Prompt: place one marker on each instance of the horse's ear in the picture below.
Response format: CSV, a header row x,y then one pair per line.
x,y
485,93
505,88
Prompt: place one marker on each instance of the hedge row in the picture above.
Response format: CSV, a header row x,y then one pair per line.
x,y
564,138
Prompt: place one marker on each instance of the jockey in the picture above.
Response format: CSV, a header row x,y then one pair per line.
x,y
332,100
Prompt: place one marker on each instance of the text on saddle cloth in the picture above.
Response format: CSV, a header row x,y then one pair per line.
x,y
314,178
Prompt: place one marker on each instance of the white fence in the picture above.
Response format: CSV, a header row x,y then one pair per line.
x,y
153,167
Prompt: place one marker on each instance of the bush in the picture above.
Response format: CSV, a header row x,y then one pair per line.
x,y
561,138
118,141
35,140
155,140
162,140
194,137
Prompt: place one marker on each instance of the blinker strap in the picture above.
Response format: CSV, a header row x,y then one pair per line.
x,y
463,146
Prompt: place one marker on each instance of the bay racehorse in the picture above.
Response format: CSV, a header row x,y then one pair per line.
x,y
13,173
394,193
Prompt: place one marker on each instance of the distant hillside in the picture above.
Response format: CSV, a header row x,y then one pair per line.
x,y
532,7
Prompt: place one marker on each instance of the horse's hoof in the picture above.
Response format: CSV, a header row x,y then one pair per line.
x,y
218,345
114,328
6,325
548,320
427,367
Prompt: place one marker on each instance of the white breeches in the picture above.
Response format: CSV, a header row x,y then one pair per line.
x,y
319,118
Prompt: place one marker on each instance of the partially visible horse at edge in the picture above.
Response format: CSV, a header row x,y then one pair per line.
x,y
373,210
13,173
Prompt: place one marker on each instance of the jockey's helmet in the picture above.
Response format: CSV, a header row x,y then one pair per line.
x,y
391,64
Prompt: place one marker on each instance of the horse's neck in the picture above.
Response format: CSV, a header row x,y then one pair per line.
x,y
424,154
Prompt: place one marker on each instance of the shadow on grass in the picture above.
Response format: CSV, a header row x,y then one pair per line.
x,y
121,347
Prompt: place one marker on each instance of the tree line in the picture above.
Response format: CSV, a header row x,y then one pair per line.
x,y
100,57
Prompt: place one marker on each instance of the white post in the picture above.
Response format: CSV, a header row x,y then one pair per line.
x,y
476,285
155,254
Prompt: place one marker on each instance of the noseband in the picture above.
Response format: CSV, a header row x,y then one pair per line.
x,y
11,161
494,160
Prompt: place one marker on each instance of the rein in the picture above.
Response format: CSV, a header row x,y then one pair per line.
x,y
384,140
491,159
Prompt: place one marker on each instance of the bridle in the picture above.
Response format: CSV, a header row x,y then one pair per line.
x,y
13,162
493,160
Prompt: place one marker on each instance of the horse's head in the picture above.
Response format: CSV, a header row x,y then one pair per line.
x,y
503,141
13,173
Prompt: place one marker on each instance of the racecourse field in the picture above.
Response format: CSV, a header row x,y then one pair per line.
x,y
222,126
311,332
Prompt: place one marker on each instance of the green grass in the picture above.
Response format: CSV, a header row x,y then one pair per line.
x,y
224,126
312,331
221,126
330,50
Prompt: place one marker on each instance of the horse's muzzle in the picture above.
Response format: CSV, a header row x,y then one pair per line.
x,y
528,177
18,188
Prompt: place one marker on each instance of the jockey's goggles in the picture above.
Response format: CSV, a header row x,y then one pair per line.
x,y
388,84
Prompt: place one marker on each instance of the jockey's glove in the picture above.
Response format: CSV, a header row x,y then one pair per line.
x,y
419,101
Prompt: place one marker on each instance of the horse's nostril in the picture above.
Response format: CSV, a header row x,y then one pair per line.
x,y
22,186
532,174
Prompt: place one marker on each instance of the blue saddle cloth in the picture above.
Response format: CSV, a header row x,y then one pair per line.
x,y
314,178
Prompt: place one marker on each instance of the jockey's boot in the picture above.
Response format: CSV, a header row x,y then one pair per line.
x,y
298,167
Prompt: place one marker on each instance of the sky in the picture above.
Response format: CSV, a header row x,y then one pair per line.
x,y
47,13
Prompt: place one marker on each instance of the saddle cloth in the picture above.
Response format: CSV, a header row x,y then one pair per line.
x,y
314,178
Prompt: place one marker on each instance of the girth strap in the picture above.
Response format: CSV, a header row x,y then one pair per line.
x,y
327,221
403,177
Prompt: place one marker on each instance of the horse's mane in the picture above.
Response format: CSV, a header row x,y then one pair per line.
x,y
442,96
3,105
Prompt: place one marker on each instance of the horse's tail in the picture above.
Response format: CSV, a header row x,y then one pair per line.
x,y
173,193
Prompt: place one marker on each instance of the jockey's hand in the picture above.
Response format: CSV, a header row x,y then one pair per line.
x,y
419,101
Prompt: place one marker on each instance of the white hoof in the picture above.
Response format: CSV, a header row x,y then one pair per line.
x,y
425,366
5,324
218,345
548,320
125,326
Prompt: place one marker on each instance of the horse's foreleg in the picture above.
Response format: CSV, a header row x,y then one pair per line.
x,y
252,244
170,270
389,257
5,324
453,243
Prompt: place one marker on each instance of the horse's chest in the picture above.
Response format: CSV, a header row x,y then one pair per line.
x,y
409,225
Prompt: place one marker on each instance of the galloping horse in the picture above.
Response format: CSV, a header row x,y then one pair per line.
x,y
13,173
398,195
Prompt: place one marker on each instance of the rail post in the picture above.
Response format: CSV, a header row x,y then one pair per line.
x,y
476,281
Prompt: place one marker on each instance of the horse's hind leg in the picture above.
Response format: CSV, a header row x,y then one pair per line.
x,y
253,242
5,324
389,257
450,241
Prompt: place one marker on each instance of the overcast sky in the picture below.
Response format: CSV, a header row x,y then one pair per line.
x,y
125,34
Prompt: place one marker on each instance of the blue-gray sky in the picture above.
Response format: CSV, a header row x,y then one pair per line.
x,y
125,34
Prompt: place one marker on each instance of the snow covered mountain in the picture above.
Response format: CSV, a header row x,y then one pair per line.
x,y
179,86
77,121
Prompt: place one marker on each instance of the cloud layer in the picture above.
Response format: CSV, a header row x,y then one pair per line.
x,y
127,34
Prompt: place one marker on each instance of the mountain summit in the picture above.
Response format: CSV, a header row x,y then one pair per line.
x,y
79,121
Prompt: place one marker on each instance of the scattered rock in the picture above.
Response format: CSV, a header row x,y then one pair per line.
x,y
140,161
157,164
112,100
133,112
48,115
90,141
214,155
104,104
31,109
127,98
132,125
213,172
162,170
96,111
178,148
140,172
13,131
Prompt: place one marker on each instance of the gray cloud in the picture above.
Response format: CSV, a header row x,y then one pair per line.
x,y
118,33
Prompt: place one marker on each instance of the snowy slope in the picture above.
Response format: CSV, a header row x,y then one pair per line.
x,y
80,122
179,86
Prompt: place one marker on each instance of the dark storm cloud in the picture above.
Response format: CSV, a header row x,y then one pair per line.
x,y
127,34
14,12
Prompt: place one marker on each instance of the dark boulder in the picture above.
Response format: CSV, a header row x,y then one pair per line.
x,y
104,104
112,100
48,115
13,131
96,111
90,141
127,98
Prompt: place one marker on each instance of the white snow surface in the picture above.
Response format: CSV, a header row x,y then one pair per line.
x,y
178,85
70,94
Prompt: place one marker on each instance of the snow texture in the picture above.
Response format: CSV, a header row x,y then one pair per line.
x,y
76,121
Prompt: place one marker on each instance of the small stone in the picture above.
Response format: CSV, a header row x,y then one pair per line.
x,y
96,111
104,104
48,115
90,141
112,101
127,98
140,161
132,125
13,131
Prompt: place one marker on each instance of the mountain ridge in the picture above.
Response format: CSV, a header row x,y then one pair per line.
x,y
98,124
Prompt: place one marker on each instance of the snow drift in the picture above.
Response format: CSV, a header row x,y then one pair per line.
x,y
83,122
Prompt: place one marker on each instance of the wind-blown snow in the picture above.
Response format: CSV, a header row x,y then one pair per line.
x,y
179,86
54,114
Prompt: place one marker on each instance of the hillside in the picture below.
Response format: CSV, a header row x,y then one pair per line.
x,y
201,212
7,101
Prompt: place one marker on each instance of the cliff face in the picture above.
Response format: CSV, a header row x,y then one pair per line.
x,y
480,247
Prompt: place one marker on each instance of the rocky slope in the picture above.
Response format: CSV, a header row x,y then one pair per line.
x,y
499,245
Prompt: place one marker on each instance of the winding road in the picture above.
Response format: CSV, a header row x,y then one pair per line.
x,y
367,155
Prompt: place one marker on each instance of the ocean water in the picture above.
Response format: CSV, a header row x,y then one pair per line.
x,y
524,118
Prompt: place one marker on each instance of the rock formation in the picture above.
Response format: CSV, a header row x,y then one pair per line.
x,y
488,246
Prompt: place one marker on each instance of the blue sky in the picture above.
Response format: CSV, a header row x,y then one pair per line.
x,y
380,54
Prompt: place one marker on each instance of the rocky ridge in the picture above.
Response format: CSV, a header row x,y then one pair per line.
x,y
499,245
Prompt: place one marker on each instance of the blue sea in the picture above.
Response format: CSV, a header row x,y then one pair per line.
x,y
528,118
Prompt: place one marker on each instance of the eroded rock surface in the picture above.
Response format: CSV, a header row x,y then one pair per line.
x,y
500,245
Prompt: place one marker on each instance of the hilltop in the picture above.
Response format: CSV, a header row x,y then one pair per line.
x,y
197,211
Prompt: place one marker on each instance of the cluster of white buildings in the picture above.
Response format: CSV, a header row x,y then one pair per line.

........

Starting at the top of the data above, repeat every line exactly until the line containing "Prompt: place one marker on each instance of the bay" has been given, then stop.

Prompt: place one marker on each instance of the horse's ear in the picture below.
Response format: CSV, a header row x,y then one pair per line.
x,y
485,93
505,88
Prompt: place one marker on each instance of the hedge row in the picture above.
Response format: CSV, a header row x,y then one pair per line.
x,y
564,138
Prompt: place one marker on each instance of the jockey in the picture above.
Response format: CSV, a header row x,y then one pair per line.
x,y
332,100
Prompt: place one marker on each instance of the text on saddle cloth in the picture above.
Response format: CSV, a header row x,y then one pair per line.
x,y
314,178
Prompt: place one marker on each instance of the white fence in the picture above.
Response format: CSV, a header row x,y then one pair per line.
x,y
153,167
Prompt: place one marker on each instance of the bush in the picture above.
Response format: CSV, a header row x,y then one pair per line.
x,y
561,138
118,141
35,140
155,140
162,140
194,137
Prompt: place one marker on each instance of the blinker strap in the picture above.
Response format: CSV, a header row x,y then one pair per line.
x,y
463,146
Prompt: place one marker on each instance of the bay racehorse in the picture above.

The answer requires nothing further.